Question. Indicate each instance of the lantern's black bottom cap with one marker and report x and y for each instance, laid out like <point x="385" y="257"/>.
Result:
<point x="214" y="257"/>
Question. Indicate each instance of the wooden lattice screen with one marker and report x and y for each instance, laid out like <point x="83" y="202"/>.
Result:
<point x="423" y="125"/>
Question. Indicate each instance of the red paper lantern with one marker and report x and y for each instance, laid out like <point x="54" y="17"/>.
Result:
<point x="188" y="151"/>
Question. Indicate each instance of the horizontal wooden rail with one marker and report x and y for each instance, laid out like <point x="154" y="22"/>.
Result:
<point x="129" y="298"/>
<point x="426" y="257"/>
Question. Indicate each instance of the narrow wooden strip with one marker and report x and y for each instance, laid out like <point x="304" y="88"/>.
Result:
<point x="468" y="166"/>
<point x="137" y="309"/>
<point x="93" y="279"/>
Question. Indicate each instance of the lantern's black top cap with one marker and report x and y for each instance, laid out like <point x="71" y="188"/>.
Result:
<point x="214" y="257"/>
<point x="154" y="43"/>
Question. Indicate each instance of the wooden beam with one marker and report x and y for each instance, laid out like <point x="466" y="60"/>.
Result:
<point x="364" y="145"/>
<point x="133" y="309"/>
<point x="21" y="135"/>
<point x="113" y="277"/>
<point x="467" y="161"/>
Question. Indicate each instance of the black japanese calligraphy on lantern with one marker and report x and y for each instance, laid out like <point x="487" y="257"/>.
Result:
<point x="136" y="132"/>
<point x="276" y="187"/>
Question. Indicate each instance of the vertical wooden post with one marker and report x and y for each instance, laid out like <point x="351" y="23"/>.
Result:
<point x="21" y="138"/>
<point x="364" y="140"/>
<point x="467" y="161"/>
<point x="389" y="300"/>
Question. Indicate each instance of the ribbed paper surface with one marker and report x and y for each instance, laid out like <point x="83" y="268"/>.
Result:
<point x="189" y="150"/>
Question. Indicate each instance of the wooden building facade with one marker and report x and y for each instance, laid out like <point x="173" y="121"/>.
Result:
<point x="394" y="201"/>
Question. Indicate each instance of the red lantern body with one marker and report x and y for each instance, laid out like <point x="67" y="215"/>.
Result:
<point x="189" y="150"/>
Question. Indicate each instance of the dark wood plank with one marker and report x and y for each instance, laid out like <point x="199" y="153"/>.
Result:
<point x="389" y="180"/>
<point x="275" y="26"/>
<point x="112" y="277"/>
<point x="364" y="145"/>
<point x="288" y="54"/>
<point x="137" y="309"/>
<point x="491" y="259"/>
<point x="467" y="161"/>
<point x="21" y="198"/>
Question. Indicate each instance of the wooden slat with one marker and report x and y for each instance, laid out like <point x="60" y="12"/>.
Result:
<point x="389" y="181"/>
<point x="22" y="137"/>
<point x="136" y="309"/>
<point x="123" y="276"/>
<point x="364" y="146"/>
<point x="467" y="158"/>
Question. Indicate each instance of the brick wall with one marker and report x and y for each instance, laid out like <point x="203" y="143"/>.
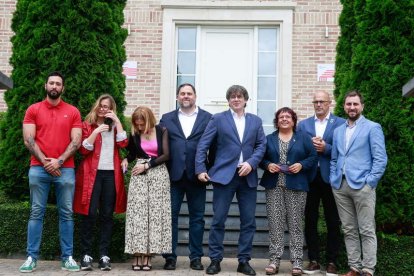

WRITTEN REQUEST: Rewrite all the items above, replacing every "wooden" with "timber" and changing nothing else. Omit the pictures from your answer.

THE RESPONSE:
Question. Indicate each instance of the lantern's black bottom cap with one marker and report x and y for each instance, laid out like <point x="385" y="257"/>.
Result:
<point x="214" y="257"/>
Question. Indicate each instance of the timber lattice screen with one marker and report x and y for each instance, laid out like <point x="83" y="202"/>.
Result:
<point x="423" y="125"/>
Question. Indicate each instance of the red paper lantern with one marker and report x and y for each instance, laid out like <point x="54" y="17"/>.
Result:
<point x="188" y="151"/>
Question. Indicate each instance of the horizontal timber rail with one marker and report x and y for each instance, laid out like <point x="154" y="22"/>.
Result:
<point x="129" y="298"/>
<point x="426" y="257"/>
Question. Indicate each instance of the narrow timber strip with one marker and report x and y for each instance, laid out like <point x="304" y="88"/>.
Result:
<point x="468" y="166"/>
<point x="137" y="309"/>
<point x="93" y="279"/>
Question. Indicate each instance of the lantern's black top cap with one marker and report x and y for each instance, laid out like <point x="71" y="188"/>.
Result:
<point x="214" y="257"/>
<point x="154" y="43"/>
Question. Indicate each instance of the timber beam with one marker and report x and y for each instance, laid out like <point x="466" y="60"/>.
Result:
<point x="364" y="145"/>
<point x="133" y="309"/>
<point x="21" y="135"/>
<point x="113" y="277"/>
<point x="467" y="161"/>
Question. Indicate each instance of the black japanese calligraphy on lantern with one marker and report x and y for each instance, laid out like <point x="487" y="257"/>.
Result:
<point x="136" y="132"/>
<point x="276" y="187"/>
Question. Indicate each instance of the vertical timber post with one marker and report x and y for each instance, laid out like <point x="351" y="23"/>.
Result:
<point x="21" y="138"/>
<point x="364" y="140"/>
<point x="467" y="161"/>
<point x="389" y="300"/>
Question. Indicate each instance of the ribbed paper surface with one marker and report x and y for each instance, laid out like <point x="83" y="268"/>.
Result:
<point x="189" y="150"/>
Question. Indicate each instance of the timber building facade with one marker and report x and y for each instance, laid out like <point x="173" y="121"/>.
Result:
<point x="394" y="201"/>
Question. Indicate each instance of the red lantern body with one marker and report x and y for each instance, laid out like <point x="67" y="215"/>.
Result:
<point x="189" y="150"/>
Question. Indicate each instance of the dark wood plank with one marker and report x and y for each instance, laid out like <point x="199" y="153"/>.
Result:
<point x="389" y="180"/>
<point x="275" y="26"/>
<point x="112" y="277"/>
<point x="364" y="145"/>
<point x="288" y="54"/>
<point x="137" y="309"/>
<point x="491" y="259"/>
<point x="467" y="161"/>
<point x="21" y="198"/>
Question. Indicate each instance of the timber slat with one marker and report x and y for each instance, laid out like <point x="60" y="12"/>.
Result:
<point x="389" y="181"/>
<point x="22" y="137"/>
<point x="136" y="309"/>
<point x="123" y="276"/>
<point x="364" y="146"/>
<point x="467" y="158"/>
Question. Indicate each instance of the brick wall with one marker and report x and y for each instance, laid out like <point x="203" y="143"/>.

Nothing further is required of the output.